W3C

- DRAFT -

Mobile Accessibility Task Force Teleconference

20 Dec 2018

Attendees

Present
Detlev, kim, Kathy, Jake, Shadi
Regrets
Chair
SV_MEETING_CHAIR
Scribe
kim

Contents


https://docs.google.com/spreadsheets/d/1wRAViPfAJ4Ytqc71tGZp6gU07HNd2QQaNgtJsog-D90/edit#gid=0

spreadsheet line 5 Gestures

<Kathy> https://docs.google.com/spreadsheets/d/1wRAViPfAJ4Ytqc71tGZp6gU07HNd2QQaNgtJsog-D90/edit#gid=124994642

Jake: took a look at three existing techniques, there's more here.
... swipe, no instructions, hidden features, swipe and it's gone and you don't know what happened
... so when there's functionality available via gestures or hidden users need to be informed and need to be able to turn them off

Detlev: sliding view or scrolling view if you don't turn on a screen reader swiping to bring in content from right to left – would you require for that to have some permanently visible message or could it be some icon saying you can swipe to move in – where do you draw the line
... would you require the author to do different device one screen readers on – it might be different gesture then – how to do that

Jake: I've seen sites where you can swipe from the left and then you have options like edit or delete but those options are not in another place – only available when you swipe to the left. I only discovered a year after I visited many many times. If you cannot swipe you don't ever reach those options.
... other examples swipe and activate

Detlev: website or native app behavior?

Jake: mostly for native apps, but it shouldn't matter if it's technology agnostic success criteria

Detlev: it's related to the severity of the type of consequences of the gesture is the difference whether you have a scroll view which you can swipe into view – you may not know that you can swipe somewhere so you do it and see that it moves over, I can also move it back. And if you were just using a keyboard you can just tap and it might reposition the visible part within the viewport. So there's nothing that cannot be undone, there's no harm done.

Given data:
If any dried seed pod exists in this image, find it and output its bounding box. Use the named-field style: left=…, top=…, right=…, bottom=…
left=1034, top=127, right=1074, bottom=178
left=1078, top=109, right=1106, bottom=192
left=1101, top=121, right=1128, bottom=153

Problem set:
1. On what date was the teleconference in the minutes held?
2. Rewrite the paragraph in the teleconference minutes that begins "Jake: I've seen sites where" in fewer words, keeping its main facts.
3. Please resume the teleconference minutes after Detlev's last remark, keeping the same scribe format.
The material plays no part in any of this.

Per-task answers:
1. 20 Dec 2018

2. Jake has seen sites where swiping from the left reveals options such as edit or delete that exist nowhere else. He found them only after a year of many visits, and anyone who cannot swipe never reaches those options.

3.
... I would agree that if you have functions hidden that this is another kind of gain at that point it certainly important to not accidentally do something which you find difficult to undo or to have some kind of clear indication of the functions available to you. I think this needs to be carefully taken apart depending on the type of situation you are dealing with.
... whether it is a no harm done function or easy to undo

Jake: my own experience it only happens on mobile – swipe on a row whether by accident and there are functions that you did not know were there, can't get explanation and can't turn off
... multiple angles that I'm trying to cover. If we look at motion actuation it's a thing which can be triggered by motion and needs to be an alternative. In this case swiping doesn't fit on motion. But if you swipe and there's no fallback as a user interface component. Motion actuation today is pretty close in combination with help.

Kathy: I just read through the help 3.3.5. I think we could have a technique under that. This is an area where people might want to consider that. 3.3.5 says context-sensitive help is available. Really what were doing is saying we want to provide context-sensitive help. We may want to just have a technique in there rather than a new SC. I don't know how we would differentiate this. If it's just mobile specific it seems like it would be better as a technique.
... I read through the understanding – not sure if there's something in the intent that is making it seem like it doesn't fit

Jake: option to turn off. Something available just in a static environment, but not dynamic environment when you're using touch
... need to read through to see if it fits as a technique or if there's another angle we might want to achieve. Help is pretty close

Detlev: concern because it's several things in one proposal – whether it's technique or sc. Help available and then turn off or operate in alternative ways.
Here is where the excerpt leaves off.